══ EXERCISE MATERIAL

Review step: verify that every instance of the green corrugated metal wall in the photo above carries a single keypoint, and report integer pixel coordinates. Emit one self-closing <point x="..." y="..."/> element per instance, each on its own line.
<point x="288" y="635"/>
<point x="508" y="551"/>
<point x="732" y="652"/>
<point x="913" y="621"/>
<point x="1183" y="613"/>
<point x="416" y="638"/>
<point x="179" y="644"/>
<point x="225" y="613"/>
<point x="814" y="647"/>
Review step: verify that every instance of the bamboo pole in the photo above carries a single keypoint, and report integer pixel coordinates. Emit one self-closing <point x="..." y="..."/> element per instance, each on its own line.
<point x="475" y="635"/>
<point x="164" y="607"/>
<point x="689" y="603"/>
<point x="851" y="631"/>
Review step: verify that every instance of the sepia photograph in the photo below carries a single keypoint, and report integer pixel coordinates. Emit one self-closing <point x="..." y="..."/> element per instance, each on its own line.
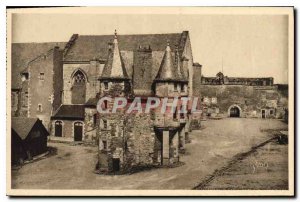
<point x="150" y="101"/>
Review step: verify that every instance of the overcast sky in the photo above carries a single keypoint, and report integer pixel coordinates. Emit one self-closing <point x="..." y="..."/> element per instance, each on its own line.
<point x="245" y="45"/>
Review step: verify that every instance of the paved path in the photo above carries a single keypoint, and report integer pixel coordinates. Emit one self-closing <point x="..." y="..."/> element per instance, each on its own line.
<point x="211" y="148"/>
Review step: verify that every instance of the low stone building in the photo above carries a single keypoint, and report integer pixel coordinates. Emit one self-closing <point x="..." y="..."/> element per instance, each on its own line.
<point x="36" y="80"/>
<point x="133" y="141"/>
<point x="28" y="139"/>
<point x="224" y="96"/>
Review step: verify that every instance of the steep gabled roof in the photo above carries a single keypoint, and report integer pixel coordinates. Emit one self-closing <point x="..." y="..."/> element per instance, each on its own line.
<point x="22" y="126"/>
<point x="114" y="67"/>
<point x="167" y="70"/>
<point x="87" y="47"/>
<point x="22" y="53"/>
<point x="179" y="66"/>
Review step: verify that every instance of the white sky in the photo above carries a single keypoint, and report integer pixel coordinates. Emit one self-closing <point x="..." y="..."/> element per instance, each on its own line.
<point x="250" y="45"/>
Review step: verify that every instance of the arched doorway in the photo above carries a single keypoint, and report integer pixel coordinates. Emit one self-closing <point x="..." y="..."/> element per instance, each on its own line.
<point x="58" y="129"/>
<point x="234" y="111"/>
<point x="78" y="87"/>
<point x="78" y="130"/>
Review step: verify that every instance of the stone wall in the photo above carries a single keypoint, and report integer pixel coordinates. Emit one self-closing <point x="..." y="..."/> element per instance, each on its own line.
<point x="67" y="129"/>
<point x="91" y="71"/>
<point x="40" y="87"/>
<point x="217" y="99"/>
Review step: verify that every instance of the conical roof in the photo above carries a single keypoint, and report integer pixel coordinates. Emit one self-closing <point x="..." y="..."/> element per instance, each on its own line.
<point x="167" y="70"/>
<point x="179" y="66"/>
<point x="114" y="67"/>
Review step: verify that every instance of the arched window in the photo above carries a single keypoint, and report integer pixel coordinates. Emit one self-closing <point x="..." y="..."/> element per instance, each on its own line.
<point x="58" y="129"/>
<point x="78" y="131"/>
<point x="78" y="87"/>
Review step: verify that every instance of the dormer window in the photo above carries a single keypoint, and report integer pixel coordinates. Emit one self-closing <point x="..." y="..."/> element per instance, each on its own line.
<point x="42" y="76"/>
<point x="25" y="76"/>
<point x="39" y="108"/>
<point x="106" y="85"/>
<point x="182" y="87"/>
<point x="175" y="87"/>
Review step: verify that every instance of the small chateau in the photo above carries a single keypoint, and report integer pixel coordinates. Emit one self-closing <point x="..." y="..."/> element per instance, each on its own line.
<point x="61" y="84"/>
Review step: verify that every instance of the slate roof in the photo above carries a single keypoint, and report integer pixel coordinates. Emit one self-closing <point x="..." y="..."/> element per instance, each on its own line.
<point x="87" y="47"/>
<point x="74" y="112"/>
<point x="22" y="126"/>
<point x="22" y="53"/>
<point x="92" y="102"/>
<point x="114" y="66"/>
<point x="167" y="70"/>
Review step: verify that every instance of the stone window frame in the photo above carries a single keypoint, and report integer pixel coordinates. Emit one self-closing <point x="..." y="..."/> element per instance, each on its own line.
<point x="40" y="107"/>
<point x="42" y="76"/>
<point x="175" y="87"/>
<point x="73" y="127"/>
<point x="106" y="85"/>
<point x="105" y="124"/>
<point x="62" y="128"/>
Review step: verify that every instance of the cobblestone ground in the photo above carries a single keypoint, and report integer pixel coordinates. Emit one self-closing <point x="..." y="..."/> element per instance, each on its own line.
<point x="211" y="148"/>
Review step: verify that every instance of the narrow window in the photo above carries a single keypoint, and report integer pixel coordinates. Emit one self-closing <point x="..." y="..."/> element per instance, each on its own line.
<point x="42" y="76"/>
<point x="105" y="124"/>
<point x="175" y="87"/>
<point x="182" y="87"/>
<point x="106" y="85"/>
<point x="104" y="145"/>
<point x="105" y="104"/>
<point x="95" y="119"/>
<point x="40" y="108"/>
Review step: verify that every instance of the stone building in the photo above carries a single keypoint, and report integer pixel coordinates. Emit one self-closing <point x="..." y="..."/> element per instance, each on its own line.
<point x="132" y="141"/>
<point x="224" y="96"/>
<point x="36" y="80"/>
<point x="28" y="139"/>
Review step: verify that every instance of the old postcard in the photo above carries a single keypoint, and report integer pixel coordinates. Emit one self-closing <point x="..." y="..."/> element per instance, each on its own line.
<point x="150" y="101"/>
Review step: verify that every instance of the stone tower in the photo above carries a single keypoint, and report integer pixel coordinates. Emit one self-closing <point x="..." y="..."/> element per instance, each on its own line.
<point x="169" y="85"/>
<point x="114" y="84"/>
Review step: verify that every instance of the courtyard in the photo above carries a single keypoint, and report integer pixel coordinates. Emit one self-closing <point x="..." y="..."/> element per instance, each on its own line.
<point x="211" y="148"/>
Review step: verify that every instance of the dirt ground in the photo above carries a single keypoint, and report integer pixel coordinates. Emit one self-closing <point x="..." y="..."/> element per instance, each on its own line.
<point x="211" y="148"/>
<point x="266" y="168"/>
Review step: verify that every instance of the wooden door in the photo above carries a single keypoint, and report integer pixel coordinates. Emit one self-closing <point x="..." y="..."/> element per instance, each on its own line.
<point x="78" y="131"/>
<point x="58" y="129"/>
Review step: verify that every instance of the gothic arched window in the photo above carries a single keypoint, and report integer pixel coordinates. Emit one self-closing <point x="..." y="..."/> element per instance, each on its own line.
<point x="78" y="78"/>
<point x="78" y="87"/>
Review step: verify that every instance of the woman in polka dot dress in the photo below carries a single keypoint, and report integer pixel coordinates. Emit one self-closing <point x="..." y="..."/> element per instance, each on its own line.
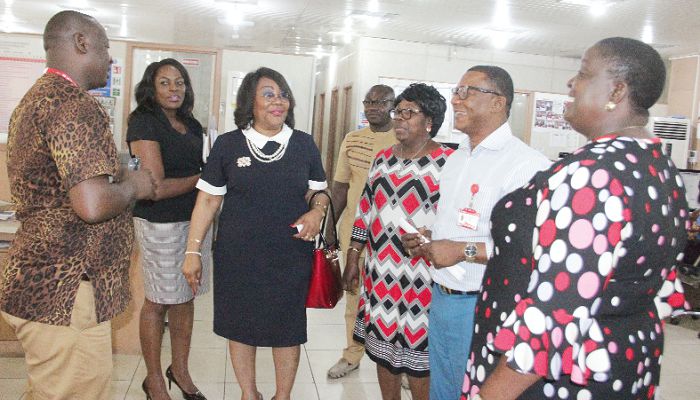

════

_EXERCISE DETAILS:_ Exact copies of all the entries, without any pictures, are what the answer must contain.

_TASK RESPONSE:_
Review step: verify that every instance of the green corrugated metal wall in the photo above carries a single keypoint, and report integer pixel coordinates. Emit one self-closing <point x="..." y="..."/> element per instance, each on its own line.
<point x="288" y="635"/>
<point x="508" y="551"/>
<point x="732" y="652"/>
<point x="913" y="621"/>
<point x="1183" y="613"/>
<point x="416" y="638"/>
<point x="179" y="644"/>
<point x="225" y="613"/>
<point x="814" y="647"/>
Review step: verify that every instance of the bamboo pole in the photo above carries a single keypoint, and report integer pixel coordinates. Emit one self-closing <point x="..." y="..."/> element per instance, each on its own line.
<point x="475" y="635"/>
<point x="164" y="607"/>
<point x="689" y="603"/>
<point x="851" y="631"/>
Review step: verify that every instance of the sepia photograph in the photo below carries a single keypoint, and report integer pixel coordinates. Emit one self-closing <point x="..." y="..."/> element per instance, each on its own line.
<point x="150" y="101"/>
Review step: verify that every instance of the overcast sky in the photo above carries a single keypoint, and report integer pixel coordinates. Emit one self-closing <point x="..." y="..."/> element per instance, each on its own line.
<point x="245" y="45"/>
Review step: verify that every instance of the paved path in the photo above carries a single keypoint, and report integer pixel coordinates. Emit one self-closing <point x="..." y="..."/> element per instance, each on its own line.
<point x="211" y="148"/>
Review step: verify that every instance of the low stone building in the photo above carries a single keypoint, and report integer pixel coordinates. Emit one self-closing <point x="..." y="..."/> element per instance, each on its own line.
<point x="36" y="80"/>
<point x="133" y="141"/>
<point x="28" y="139"/>
<point x="224" y="96"/>
Review step: verify that every instance of the steep gabled roof in the photo above carries a single keypoint, and report integer pixel coordinates. Emit one self-closing <point x="..." y="..."/> element per instance, each on its own line.
<point x="22" y="126"/>
<point x="114" y="67"/>
<point x="167" y="70"/>
<point x="87" y="47"/>
<point x="22" y="53"/>
<point x="179" y="66"/>
Review step: verify that every instance of the white sky in the photo above carries a single keypoint, and report integer pixel coordinates. Emit one self-closing <point x="..." y="..."/> element per instance, each on its own line.
<point x="250" y="45"/>
Review step: verify that every instance of the arched doorway in the photo above carries a single keypoint, and report integer pixel coordinates. Emit one self-closing <point x="..." y="..."/> element per instance, each on its own line.
<point x="58" y="129"/>
<point x="234" y="111"/>
<point x="78" y="87"/>
<point x="78" y="130"/>
Review step: verify that every instance of the stone wall in the photo above carries a single keypoint, and report integer pixel coordinates. Emit one self-closing <point x="..." y="..."/> element per instance, each on its own line.
<point x="67" y="129"/>
<point x="91" y="71"/>
<point x="40" y="87"/>
<point x="217" y="99"/>
Review step: verify that every instance of the conical roof in the photo above carries a single keypoint, and report integer pixel coordinates. Emit one self-closing <point x="..." y="..."/> element per instance, each on its own line.
<point x="167" y="70"/>
<point x="179" y="66"/>
<point x="114" y="67"/>
Review step: verify that every instance of the arched window in the photo above carries a single keypoint, and report integer pixel coordinates. Emit one self-closing <point x="..." y="..."/> element per instance, each on its own line.
<point x="58" y="129"/>
<point x="78" y="131"/>
<point x="78" y="87"/>
Review step: verify that every instance of the dormer window in the photo above carries a single keypoint, and report integer pixel coordinates. Emit one self-closing <point x="..." y="..."/> element per instance, each on its own line.
<point x="42" y="76"/>
<point x="25" y="76"/>
<point x="39" y="108"/>
<point x="106" y="85"/>
<point x="182" y="87"/>
<point x="175" y="87"/>
Review step: verify that every instance of the small chateau in the photo above carries a single keypoint, and report integer pixel coordinates. Emit one self-closing <point x="..." y="..."/> element per instance, each on its own line.
<point x="61" y="84"/>
Review step: verify that every instance of the slate roof in the photo above carries a single keypoint, and report integer pixel coordinates. Emit one self-closing <point x="..." y="..."/> element per instance, each on its own line.
<point x="87" y="47"/>
<point x="74" y="112"/>
<point x="22" y="126"/>
<point x="22" y="53"/>
<point x="92" y="102"/>
<point x="114" y="66"/>
<point x="167" y="70"/>
Review step: verify that every instance of the stone window frame in the photo above carries a single keypoint, and report integer pixel coordinates. Emit one self-closing <point x="..." y="..."/> element per instance, each on its own line.
<point x="40" y="107"/>
<point x="42" y="76"/>
<point x="175" y="87"/>
<point x="73" y="127"/>
<point x="106" y="85"/>
<point x="105" y="124"/>
<point x="62" y="128"/>
Review step: verify that every instance of the cobblestone ground in the photo above carries a single keypoint, and report integer pixel coordinates. Emit one self-closing <point x="..." y="..."/> element per instance, each on its own line.
<point x="211" y="148"/>
Review step: verify that every instance of the narrow window in the photo above carries a single keypoint, and report integer pixel coordinates. Emit one self-closing <point x="..." y="..."/> element per instance, each on its own line.
<point x="42" y="76"/>
<point x="105" y="124"/>
<point x="175" y="87"/>
<point x="182" y="87"/>
<point x="106" y="85"/>
<point x="104" y="145"/>
<point x="105" y="104"/>
<point x="95" y="119"/>
<point x="40" y="108"/>
Review step: verify that every instance of the stone building in the photo above carries a single keypoint, and report integer pixel coordinates. Emit one self-closing <point x="..." y="..."/> element per instance, each on its own line.
<point x="132" y="141"/>
<point x="224" y="96"/>
<point x="36" y="80"/>
<point x="28" y="139"/>
Review step: verify that every instance of the old postcard in the photo above carries a single keypoint, and report integer pixel coordinates. Emit one self-closing <point x="..." y="..."/> element per instance, each on its own line.
<point x="150" y="101"/>
Review step: verify that every instance of the stone tower in the photo above carries a single keypoint, and report integer pixel coordinates. Emit one self-closing <point x="..." y="..."/> element per instance, each on its own line.
<point x="169" y="85"/>
<point x="114" y="84"/>
Review step: verify that every instance of the courtyard in the photo above carries a single keypoint, and report integer pixel coordinates. Emit one self-closing <point x="..." y="..."/> element per instance, each on its own line.
<point x="211" y="148"/>
Review step: verify that every instance of the dirt ground in the photo above carries a single keypoint, and report integer pixel coordinates. Emit one self-closing <point x="..." y="..."/> element per instance, each on its own line.
<point x="211" y="148"/>
<point x="266" y="168"/>
Review step: verify that every instance of the wooden door in the photo above carries a single keypoint, and report integer pixel coordinates. Emit one self-closing <point x="..." y="..."/> element per instance, each on its own line.
<point x="78" y="131"/>
<point x="58" y="129"/>
Review step: verify that every instance of the gothic arched window in the photo above carries a single keypoint, and report integer pixel coordinates. Emit one self-closing <point x="..." y="..."/> element per instance, each on its own line.
<point x="78" y="78"/>
<point x="78" y="87"/>
Review step: verify that every instance of the woman in polka dot dress in the photo below carries a single keypoint, and report integer pixel coordinates. Emit one self-closing <point x="..." y="..."/> element per instance, each on its own line.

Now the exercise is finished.